* Exercise objective: Which lines in the entries below contain the word "door"? Locate each one, treating uppercase and lowercase as different, and copy every such line in full.

* Dataset records:
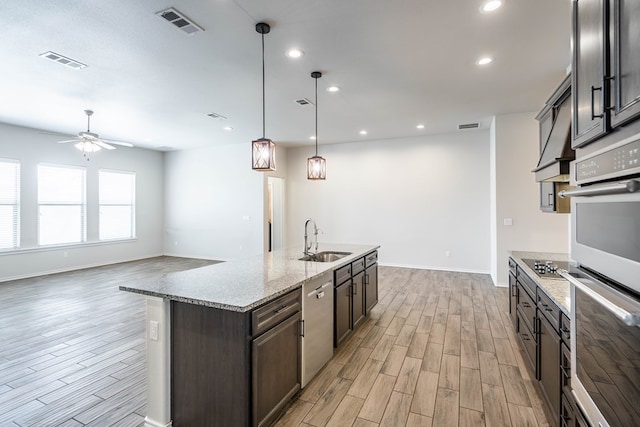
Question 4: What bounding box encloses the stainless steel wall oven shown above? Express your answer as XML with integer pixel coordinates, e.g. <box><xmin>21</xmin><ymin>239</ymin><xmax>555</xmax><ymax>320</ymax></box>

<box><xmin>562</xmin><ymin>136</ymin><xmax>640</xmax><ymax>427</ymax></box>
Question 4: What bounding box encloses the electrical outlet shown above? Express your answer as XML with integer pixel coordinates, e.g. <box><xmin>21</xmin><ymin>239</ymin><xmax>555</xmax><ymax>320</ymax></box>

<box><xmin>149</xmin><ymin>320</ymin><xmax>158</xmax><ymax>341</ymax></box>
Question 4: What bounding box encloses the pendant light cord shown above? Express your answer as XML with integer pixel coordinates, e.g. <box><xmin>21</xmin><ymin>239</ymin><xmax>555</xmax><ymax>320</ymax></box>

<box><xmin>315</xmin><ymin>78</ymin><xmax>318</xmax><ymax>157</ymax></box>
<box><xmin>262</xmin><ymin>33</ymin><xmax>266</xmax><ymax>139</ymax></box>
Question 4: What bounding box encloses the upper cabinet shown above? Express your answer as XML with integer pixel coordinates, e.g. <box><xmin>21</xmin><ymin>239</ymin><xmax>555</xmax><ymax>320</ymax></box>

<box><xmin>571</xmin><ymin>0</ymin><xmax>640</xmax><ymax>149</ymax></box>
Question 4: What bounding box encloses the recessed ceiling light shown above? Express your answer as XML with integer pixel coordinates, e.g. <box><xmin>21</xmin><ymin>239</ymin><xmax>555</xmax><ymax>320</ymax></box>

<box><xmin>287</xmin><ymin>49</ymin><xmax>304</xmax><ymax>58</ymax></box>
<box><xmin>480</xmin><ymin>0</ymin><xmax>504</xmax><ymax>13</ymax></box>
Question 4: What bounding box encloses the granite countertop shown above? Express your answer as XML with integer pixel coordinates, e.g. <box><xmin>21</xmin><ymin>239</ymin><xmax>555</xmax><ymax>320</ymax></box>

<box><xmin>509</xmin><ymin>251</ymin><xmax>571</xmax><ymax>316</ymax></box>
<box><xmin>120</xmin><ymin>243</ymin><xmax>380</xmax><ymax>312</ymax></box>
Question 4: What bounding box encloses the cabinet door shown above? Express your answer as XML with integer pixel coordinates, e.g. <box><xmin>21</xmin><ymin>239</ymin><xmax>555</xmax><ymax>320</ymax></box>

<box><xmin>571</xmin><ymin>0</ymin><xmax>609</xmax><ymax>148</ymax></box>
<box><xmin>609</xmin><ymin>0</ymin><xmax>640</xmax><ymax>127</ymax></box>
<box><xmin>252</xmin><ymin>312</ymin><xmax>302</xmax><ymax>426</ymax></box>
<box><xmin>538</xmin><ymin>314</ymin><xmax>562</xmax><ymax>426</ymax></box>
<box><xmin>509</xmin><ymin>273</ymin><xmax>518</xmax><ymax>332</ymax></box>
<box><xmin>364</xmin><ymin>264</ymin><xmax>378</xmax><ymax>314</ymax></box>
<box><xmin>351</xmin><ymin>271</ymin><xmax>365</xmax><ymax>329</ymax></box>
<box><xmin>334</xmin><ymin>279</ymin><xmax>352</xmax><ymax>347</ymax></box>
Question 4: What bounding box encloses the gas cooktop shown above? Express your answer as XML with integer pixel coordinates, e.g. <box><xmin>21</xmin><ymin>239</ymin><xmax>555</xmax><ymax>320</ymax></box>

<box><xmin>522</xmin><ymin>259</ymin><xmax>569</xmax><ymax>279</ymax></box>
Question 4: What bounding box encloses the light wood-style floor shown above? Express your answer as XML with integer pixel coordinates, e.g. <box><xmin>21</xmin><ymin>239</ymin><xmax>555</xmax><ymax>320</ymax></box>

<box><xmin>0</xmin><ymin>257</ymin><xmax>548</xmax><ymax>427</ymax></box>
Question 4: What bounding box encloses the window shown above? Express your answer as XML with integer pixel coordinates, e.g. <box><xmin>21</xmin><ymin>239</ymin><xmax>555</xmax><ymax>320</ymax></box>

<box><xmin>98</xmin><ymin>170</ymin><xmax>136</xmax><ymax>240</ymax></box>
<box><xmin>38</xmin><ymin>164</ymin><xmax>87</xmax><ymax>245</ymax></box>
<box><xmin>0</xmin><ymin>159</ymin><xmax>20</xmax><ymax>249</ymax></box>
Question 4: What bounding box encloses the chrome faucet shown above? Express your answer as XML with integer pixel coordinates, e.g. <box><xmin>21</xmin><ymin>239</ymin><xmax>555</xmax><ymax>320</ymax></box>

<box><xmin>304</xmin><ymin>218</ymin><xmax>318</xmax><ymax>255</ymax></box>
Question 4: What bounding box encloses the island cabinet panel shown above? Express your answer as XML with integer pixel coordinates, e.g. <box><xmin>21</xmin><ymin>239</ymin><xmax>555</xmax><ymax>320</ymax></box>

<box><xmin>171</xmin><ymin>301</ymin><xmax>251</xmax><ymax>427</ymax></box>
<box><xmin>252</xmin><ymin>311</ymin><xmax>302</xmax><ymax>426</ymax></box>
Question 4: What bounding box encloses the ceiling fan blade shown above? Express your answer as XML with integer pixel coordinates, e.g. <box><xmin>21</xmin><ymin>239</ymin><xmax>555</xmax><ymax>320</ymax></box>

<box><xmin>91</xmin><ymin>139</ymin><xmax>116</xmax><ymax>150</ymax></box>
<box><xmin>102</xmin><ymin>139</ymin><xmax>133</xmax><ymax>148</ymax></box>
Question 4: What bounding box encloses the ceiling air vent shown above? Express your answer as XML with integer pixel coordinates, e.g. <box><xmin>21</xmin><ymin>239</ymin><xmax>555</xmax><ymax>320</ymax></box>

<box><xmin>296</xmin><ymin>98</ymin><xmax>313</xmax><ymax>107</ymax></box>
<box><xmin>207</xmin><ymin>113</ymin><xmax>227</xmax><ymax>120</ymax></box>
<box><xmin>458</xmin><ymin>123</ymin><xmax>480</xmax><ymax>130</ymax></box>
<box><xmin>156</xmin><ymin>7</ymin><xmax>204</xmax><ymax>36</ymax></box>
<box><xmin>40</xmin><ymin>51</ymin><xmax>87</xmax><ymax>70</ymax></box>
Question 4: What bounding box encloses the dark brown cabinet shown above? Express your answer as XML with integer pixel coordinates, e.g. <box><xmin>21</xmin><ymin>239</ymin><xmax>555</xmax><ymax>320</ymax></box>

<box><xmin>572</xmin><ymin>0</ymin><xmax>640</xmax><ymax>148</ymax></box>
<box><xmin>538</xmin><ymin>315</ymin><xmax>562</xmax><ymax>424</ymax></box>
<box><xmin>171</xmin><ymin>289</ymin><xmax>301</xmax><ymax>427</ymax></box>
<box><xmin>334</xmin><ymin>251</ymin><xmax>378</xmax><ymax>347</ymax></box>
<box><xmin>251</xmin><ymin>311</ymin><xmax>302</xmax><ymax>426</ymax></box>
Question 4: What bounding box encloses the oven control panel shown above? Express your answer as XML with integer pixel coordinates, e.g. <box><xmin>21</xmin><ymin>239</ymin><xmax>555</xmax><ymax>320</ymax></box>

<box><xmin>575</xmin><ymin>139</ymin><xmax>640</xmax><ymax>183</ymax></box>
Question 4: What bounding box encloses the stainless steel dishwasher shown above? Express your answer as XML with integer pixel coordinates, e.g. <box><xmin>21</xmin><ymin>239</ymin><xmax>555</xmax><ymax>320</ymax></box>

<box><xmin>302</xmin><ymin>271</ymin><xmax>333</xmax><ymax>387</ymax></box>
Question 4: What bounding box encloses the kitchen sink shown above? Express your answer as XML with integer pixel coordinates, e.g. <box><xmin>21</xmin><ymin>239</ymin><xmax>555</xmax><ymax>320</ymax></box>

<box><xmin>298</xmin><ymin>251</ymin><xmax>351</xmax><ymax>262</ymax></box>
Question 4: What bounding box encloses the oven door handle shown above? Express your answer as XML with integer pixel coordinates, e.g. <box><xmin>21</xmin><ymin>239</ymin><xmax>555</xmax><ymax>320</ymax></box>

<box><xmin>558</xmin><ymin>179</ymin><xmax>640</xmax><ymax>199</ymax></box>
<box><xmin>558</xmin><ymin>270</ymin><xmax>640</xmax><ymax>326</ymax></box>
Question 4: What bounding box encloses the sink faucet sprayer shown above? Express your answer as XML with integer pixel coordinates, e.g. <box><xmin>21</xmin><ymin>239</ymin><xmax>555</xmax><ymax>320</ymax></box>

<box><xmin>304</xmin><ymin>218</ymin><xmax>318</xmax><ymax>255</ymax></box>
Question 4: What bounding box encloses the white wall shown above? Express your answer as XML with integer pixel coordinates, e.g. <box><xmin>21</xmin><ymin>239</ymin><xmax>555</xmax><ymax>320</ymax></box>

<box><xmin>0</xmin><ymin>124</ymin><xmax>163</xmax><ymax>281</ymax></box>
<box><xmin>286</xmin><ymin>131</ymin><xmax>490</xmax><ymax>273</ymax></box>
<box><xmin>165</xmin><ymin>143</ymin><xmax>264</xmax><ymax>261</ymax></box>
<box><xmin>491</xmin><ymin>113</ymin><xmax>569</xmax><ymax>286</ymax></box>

==

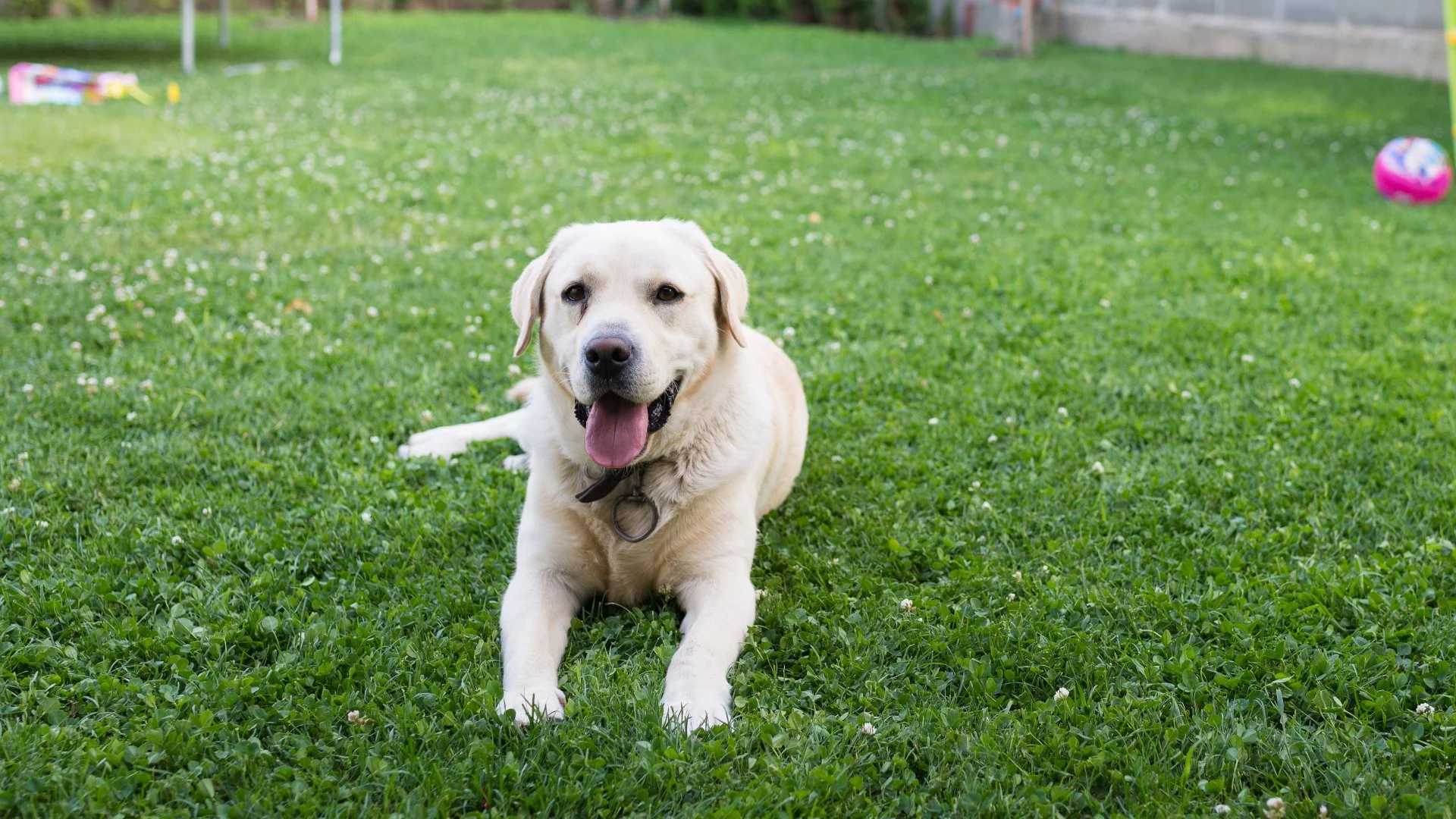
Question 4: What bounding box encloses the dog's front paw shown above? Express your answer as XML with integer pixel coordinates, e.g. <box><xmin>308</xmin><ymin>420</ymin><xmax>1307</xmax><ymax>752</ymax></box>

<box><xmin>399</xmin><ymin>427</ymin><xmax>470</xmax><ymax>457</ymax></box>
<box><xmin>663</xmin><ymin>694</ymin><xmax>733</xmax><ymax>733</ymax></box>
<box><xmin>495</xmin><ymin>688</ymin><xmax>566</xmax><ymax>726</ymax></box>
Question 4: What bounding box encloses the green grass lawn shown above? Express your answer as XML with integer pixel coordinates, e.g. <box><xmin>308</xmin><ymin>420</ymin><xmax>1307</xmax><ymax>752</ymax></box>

* Complete response:
Question 4: What bounding box encloses the cabinet door shown above? Express your answer as XML with integer pixel coordinates, e.g. <box><xmin>21</xmin><ymin>239</ymin><xmax>555</xmax><ymax>320</ymax></box>
Question 4: What bounding box encloses the oven door handle shown above? Express your answer as XML with integer pixel coordinates, e.g. <box><xmin>21</xmin><ymin>239</ymin><xmax>555</xmax><ymax>320</ymax></box>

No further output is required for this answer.